Estratto del documento =
════════════════

Il calendario riprende dopo pochi giorni, giovedì 16 novembre con un evento dedicato a Harri Koskinen, uno dei designer finlandesi contemporanei più famosi al mondo, protagonista della conferenza ospitata presso la Rinascente Roma Tritone a cura di Arianna Callocchia. Koskinen presenta in esclusiva e in anteprima per l’Italia, una selezione di alcuni dei suoi progetti di product ed interior design signicativi per il loro approccio sostenibile. Durante l’incontro verrà presentato anche l’approccio di Artek alla sostenibilità attraverso gli iconici sgabelli Stool 60, progettati da Alvar Aalto nel 1933. L’azienda finlandese fabbrica da 90 anni questo leggendario oggetto di design.
 
Si prosegue con la musica, il 18 Novembre si esibisce alla Casa del Jazz il Cecilia Sanchietti Swedish Quintet. COLOURS è il nuovo album di Cecilia Sanchietti, batterista e compositrice italiana con base in Svezia e in Italia, che uscirà il prossimo gennaio con l’etichetta Parco della Musica Record.  Il risultato di questo lavoro è un suono elettrico, jazz/world music, vicino alle atmosfere lounge rock. E per chi ama le gite fuori porta, lo stesso giorno Novembre Nordico si sposta a Tolfa (RM) per il Tolfa Gialli&Noir, festival letterario dedicato al genere giallo, in cui Helene Flood, psicologa e scrittrice norvegese, presenta il suo primo romanzo, La terapeuta, già stato venduto in ventitré paesi ancor prima della pubblicazione in Norvegia ed è stato nominato per il Norwegian Booksellers’ Prize nel 2019.

════════════════

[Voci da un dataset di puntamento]
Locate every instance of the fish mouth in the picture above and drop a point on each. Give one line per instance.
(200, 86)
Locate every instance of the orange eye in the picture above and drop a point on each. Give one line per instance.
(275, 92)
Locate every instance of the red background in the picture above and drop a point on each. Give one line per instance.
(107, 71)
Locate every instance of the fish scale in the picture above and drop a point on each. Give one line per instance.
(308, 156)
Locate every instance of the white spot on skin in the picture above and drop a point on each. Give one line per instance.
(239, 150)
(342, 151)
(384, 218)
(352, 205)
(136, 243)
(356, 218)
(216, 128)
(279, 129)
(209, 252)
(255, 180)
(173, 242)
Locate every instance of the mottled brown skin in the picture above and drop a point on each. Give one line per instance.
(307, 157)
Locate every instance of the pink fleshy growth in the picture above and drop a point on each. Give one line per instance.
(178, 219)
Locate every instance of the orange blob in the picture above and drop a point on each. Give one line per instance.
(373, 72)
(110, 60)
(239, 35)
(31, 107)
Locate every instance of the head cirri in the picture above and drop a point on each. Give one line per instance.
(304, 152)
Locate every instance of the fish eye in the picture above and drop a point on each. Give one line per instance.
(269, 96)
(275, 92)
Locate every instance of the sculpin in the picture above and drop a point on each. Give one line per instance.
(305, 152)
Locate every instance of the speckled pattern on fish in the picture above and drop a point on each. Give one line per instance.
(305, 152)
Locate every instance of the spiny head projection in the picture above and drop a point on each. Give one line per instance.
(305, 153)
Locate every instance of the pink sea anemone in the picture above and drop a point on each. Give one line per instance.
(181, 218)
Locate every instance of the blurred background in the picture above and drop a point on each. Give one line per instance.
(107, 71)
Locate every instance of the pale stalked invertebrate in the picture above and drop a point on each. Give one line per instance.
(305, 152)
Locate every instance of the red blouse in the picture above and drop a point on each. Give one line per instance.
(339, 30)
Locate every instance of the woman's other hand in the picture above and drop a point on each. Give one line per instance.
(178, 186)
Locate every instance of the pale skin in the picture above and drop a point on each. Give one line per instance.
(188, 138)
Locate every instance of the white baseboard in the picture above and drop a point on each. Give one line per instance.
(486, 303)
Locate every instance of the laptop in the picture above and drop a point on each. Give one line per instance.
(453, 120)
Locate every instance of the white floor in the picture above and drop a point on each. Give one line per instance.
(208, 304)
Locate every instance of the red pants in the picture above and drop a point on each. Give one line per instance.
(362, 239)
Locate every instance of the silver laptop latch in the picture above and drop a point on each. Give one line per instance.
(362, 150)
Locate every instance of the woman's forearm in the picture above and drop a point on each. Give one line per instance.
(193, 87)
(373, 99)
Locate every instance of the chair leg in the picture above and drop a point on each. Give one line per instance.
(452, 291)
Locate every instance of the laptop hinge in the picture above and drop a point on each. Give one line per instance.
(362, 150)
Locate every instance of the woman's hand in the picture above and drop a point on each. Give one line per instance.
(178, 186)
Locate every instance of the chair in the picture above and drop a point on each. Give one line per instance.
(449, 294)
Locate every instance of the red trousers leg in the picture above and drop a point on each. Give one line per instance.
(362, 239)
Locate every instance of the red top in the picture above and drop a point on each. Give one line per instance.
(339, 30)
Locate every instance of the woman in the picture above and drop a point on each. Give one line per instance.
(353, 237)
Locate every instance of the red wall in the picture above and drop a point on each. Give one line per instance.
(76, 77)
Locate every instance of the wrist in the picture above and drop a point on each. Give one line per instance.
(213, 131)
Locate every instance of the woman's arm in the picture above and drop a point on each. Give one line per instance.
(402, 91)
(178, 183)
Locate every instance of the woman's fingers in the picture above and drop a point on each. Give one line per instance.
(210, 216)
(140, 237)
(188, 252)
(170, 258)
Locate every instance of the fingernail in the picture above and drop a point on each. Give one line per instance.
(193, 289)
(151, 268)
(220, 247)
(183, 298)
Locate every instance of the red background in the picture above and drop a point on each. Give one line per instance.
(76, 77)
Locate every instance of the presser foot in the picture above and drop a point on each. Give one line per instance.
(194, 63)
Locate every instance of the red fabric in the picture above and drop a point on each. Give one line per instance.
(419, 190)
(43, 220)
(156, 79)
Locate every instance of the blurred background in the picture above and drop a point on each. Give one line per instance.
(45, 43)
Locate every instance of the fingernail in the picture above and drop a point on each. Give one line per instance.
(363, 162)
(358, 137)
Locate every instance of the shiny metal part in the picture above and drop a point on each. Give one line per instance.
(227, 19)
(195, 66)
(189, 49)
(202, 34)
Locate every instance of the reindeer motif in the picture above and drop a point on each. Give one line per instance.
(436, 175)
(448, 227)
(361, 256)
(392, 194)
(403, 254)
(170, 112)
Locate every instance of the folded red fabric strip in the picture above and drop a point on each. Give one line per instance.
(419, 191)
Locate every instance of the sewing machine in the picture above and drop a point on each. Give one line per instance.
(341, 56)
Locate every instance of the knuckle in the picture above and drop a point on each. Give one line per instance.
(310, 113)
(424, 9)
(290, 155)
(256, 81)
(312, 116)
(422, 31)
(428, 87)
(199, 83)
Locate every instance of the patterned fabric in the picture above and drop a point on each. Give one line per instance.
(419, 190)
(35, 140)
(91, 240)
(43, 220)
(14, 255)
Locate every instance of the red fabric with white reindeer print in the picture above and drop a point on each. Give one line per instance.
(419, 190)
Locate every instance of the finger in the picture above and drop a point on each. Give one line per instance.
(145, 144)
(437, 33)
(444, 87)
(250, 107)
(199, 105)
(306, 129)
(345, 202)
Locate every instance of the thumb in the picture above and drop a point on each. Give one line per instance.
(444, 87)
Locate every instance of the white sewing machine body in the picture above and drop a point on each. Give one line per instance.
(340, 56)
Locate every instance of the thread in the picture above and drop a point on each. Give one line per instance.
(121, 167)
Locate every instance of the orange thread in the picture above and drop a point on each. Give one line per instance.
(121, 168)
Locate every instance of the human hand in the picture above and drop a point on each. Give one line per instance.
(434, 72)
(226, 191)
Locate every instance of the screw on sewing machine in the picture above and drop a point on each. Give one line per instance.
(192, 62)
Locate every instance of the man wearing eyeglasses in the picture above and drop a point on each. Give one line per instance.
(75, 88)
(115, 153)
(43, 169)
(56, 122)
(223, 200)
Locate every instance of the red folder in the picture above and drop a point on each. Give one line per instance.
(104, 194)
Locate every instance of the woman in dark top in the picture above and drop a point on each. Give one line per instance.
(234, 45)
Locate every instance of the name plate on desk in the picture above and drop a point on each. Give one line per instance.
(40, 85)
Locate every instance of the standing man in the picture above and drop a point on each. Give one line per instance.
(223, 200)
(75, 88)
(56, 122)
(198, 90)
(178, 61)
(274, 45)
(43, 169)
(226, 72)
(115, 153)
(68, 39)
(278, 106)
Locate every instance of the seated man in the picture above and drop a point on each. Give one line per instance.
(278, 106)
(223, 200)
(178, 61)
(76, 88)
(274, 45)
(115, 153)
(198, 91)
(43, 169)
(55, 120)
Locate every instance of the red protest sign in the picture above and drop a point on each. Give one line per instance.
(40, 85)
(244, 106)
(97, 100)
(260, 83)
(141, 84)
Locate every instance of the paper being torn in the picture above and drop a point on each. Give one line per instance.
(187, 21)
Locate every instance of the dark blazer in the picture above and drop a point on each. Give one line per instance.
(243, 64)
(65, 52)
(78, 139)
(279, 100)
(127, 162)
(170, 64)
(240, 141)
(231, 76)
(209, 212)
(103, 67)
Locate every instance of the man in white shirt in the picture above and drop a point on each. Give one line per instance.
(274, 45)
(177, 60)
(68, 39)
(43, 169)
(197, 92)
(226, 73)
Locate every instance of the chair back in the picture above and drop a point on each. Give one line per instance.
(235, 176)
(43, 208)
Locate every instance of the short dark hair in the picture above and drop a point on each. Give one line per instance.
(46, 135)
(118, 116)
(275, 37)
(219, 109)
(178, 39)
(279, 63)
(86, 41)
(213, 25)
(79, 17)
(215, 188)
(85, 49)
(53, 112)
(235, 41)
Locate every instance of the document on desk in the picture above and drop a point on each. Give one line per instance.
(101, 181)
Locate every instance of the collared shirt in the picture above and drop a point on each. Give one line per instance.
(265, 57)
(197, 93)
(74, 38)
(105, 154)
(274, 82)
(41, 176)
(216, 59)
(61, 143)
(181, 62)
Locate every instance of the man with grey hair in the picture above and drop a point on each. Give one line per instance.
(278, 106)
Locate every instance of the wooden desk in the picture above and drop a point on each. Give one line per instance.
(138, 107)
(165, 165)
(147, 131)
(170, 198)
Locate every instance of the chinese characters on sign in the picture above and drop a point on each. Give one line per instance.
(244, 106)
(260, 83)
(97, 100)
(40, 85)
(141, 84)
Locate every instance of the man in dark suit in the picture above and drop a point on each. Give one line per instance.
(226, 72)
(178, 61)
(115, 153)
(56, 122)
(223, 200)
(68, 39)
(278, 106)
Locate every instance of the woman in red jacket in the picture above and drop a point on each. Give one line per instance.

════════════════

Compito breve =
Nel testo sul calendario di Novembre Nordico, sostituisci "sgabelli" con "sedute" e riporta il passo che inizia da "Il calendario riprende" e termina con "oggetto di design.".

Risposta completa =
Il calendario riprende dopo pochi giorni, giovedì 16 novembre con un evento dedicato a Harri Koskinen, uno dei designer finlandesi contemporanei più famosi al mondo, protagonista della conferenza ospitata presso la Rinascente Roma Tritone a cura di Arianna Callocchia. Koskinen presenta in esclusiva e in anteprima per l’Italia, una selezione di alcuni dei suoi progetti di product ed interior design signicativi per il loro approccio sostenibile. Durante l’incontro verrà presentato anche l’approccio di Artek alla sostenibilità attraverso gli iconici sedute Stool 60, progettati da Alvar Aalto nel 1933. L’azienda finlandese fabbrica da 90 anni questo leggendario oggetto di design.